Information given:
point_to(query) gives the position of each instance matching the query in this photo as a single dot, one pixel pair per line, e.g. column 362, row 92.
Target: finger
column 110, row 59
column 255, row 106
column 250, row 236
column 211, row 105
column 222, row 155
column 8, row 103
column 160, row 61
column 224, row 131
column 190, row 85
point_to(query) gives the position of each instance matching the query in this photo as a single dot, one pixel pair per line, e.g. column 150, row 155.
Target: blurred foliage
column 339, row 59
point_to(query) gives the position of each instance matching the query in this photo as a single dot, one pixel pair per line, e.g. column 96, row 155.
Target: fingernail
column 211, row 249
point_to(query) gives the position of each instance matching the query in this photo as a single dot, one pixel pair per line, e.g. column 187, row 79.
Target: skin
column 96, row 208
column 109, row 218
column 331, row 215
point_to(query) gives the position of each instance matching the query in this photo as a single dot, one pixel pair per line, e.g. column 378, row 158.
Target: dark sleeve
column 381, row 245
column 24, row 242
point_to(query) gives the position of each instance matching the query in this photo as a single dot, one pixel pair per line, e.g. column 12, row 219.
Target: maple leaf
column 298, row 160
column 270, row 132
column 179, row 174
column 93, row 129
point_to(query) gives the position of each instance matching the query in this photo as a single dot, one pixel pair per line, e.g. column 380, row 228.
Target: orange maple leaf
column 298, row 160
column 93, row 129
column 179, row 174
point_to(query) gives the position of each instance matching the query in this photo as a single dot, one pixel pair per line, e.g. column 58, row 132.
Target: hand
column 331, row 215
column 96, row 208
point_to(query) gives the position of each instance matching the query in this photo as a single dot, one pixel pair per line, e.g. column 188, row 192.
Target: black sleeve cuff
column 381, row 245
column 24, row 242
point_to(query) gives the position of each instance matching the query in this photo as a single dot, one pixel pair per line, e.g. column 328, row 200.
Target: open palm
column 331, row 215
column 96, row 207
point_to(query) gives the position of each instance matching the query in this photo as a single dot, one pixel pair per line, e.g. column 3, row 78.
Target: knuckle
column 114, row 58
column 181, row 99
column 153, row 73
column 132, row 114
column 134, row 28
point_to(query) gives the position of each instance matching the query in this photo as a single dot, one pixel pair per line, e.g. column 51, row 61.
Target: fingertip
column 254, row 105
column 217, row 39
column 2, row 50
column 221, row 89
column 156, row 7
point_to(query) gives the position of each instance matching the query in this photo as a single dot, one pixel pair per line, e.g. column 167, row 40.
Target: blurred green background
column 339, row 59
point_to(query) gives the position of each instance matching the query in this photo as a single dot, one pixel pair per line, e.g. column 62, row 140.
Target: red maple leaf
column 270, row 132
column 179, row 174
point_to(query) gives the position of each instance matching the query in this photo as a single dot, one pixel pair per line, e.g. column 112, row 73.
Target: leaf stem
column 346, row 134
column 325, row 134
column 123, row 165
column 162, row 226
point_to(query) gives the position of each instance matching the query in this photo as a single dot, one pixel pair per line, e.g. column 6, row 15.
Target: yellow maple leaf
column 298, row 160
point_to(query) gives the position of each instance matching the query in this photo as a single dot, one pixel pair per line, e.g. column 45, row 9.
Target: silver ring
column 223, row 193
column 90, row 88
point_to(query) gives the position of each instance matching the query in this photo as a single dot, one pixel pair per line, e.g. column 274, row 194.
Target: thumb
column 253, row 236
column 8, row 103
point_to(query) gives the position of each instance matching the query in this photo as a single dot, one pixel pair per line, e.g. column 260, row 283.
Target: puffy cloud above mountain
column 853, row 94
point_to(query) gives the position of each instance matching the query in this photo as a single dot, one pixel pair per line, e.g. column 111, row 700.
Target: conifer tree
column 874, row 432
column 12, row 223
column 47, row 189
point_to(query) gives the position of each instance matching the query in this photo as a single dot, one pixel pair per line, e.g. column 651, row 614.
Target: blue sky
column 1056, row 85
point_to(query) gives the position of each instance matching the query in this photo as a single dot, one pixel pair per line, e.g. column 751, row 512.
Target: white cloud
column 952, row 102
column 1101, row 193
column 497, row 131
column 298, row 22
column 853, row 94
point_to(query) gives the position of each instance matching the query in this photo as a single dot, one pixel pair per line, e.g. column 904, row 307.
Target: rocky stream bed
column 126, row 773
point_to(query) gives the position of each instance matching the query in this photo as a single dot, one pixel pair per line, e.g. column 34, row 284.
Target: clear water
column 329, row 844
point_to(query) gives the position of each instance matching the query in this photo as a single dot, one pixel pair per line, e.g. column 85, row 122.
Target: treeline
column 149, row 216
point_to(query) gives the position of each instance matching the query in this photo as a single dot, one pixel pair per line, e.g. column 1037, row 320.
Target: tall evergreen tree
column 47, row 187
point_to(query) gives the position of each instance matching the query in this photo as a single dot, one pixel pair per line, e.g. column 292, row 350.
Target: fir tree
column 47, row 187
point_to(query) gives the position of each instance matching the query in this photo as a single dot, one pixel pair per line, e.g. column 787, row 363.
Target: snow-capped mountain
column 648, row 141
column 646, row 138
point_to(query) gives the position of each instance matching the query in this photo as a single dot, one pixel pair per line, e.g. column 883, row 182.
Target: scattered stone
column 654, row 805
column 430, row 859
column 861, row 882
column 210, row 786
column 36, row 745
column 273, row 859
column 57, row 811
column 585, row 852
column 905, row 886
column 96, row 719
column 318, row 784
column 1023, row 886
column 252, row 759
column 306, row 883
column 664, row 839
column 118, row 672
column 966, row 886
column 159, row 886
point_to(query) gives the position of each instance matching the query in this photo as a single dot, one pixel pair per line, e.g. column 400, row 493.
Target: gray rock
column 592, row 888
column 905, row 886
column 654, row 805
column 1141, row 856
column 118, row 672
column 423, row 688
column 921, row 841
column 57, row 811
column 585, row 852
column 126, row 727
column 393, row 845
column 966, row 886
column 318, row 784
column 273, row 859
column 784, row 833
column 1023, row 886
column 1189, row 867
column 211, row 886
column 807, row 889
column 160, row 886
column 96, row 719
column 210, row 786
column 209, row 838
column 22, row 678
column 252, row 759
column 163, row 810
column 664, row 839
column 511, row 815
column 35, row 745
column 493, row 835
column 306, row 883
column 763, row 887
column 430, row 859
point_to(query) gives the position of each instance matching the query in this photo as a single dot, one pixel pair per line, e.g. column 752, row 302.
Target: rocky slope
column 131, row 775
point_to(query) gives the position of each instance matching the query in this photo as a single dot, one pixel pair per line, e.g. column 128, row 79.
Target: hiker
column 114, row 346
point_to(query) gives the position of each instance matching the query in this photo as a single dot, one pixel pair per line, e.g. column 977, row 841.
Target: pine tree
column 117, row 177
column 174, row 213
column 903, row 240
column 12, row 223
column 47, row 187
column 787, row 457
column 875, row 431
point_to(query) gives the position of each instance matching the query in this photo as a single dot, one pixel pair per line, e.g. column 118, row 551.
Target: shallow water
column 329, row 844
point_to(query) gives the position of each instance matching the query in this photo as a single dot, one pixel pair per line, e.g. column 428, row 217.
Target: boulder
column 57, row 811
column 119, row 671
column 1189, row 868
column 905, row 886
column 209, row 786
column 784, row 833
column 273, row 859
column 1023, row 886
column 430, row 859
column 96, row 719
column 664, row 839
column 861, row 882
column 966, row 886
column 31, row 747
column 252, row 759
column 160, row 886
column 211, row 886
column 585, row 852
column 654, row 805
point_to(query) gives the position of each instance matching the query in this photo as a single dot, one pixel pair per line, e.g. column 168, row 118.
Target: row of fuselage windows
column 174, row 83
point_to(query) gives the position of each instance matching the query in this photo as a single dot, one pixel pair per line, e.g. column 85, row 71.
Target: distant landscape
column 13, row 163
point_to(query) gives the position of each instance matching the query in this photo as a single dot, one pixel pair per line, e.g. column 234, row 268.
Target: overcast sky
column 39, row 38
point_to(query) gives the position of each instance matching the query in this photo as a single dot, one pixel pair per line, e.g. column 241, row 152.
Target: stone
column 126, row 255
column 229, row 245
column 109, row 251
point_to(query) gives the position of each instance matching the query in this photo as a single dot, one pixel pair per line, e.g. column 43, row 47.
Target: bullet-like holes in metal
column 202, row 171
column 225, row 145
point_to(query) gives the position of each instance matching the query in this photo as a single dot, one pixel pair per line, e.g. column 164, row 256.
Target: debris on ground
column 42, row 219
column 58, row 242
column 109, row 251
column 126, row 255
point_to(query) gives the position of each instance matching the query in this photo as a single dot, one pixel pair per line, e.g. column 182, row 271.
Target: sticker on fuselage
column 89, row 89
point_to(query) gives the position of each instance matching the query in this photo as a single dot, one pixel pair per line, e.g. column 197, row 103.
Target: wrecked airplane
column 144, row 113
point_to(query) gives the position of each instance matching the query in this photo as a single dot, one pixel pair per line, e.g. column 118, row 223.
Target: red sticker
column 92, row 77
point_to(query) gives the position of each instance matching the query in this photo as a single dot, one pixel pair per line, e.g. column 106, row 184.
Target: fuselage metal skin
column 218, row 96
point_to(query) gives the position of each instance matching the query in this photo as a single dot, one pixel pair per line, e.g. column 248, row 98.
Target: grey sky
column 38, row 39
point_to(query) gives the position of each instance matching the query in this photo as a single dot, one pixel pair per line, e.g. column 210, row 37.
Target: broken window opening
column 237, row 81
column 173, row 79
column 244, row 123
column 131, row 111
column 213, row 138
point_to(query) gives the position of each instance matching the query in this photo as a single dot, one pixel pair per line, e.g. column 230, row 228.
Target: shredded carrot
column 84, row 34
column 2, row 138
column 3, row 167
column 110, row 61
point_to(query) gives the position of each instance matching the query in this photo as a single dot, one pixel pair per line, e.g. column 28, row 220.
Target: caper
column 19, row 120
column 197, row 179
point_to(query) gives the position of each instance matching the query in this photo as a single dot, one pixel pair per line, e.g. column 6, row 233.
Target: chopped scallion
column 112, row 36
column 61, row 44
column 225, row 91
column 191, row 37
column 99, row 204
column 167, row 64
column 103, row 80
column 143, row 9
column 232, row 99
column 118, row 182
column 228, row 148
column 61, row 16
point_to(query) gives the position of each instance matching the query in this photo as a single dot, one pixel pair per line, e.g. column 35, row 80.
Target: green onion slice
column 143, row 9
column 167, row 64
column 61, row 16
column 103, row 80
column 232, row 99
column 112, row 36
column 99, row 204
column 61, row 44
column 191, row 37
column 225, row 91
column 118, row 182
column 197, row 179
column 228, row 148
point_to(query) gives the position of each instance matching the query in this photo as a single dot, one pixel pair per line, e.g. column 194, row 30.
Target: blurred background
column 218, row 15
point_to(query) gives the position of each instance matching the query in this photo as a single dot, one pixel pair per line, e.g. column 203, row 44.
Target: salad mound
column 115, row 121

What is asked:
Write out the lines above, starting at the line that contains "210, row 37." and ending with the final line, and nothing else; copy them exactly.

Result:
point_to(query) gives the position of each instance matching the query in this photo as a single dot, one pixel pair per line, e.g. column 210, row 37.
Target: broken window opening
column 237, row 81
column 173, row 79
column 244, row 123
column 131, row 111
column 213, row 138
point_to(query) gives the position of each instance matching the query in this photo as a single dot, one pixel pair per line, e.g. column 230, row 228.
Target: shredded carrot
column 84, row 34
column 2, row 138
column 3, row 167
column 110, row 61
point_to(query) gives the position of each instance matching the query in this photo as a single dot, one pixel pair per line, e.g. column 28, row 220.
Target: caper
column 19, row 120
column 197, row 179
point_to(query) gives the position of each instance matching the query in this photo as a single dot, one pixel pair per line, e.g. column 6, row 233.
Target: chopped scallion
column 112, row 36
column 61, row 44
column 225, row 91
column 191, row 37
column 99, row 204
column 167, row 64
column 103, row 80
column 143, row 9
column 232, row 99
column 118, row 182
column 228, row 148
column 61, row 16
point_to(query) gives the position of each instance matching the query in this photo as a single dot, one pixel pair per line, e.g. column 35, row 80.
Target: green onion slice
column 143, row 9
column 167, row 64
column 61, row 16
column 103, row 80
column 232, row 99
column 112, row 36
column 99, row 204
column 61, row 44
column 191, row 37
column 225, row 91
column 118, row 182
column 197, row 179
column 228, row 148
point_to(query) gives the position of each instance matching the query in this photo as a single dot, one pixel pair per line, e.g. column 194, row 30.
Target: blurred background
column 218, row 15
point_to(query) gives the position of each instance matching the query in this photo as a single dot, one pixel pair per line, e.g. column 203, row 44.
Target: salad mound
column 115, row 121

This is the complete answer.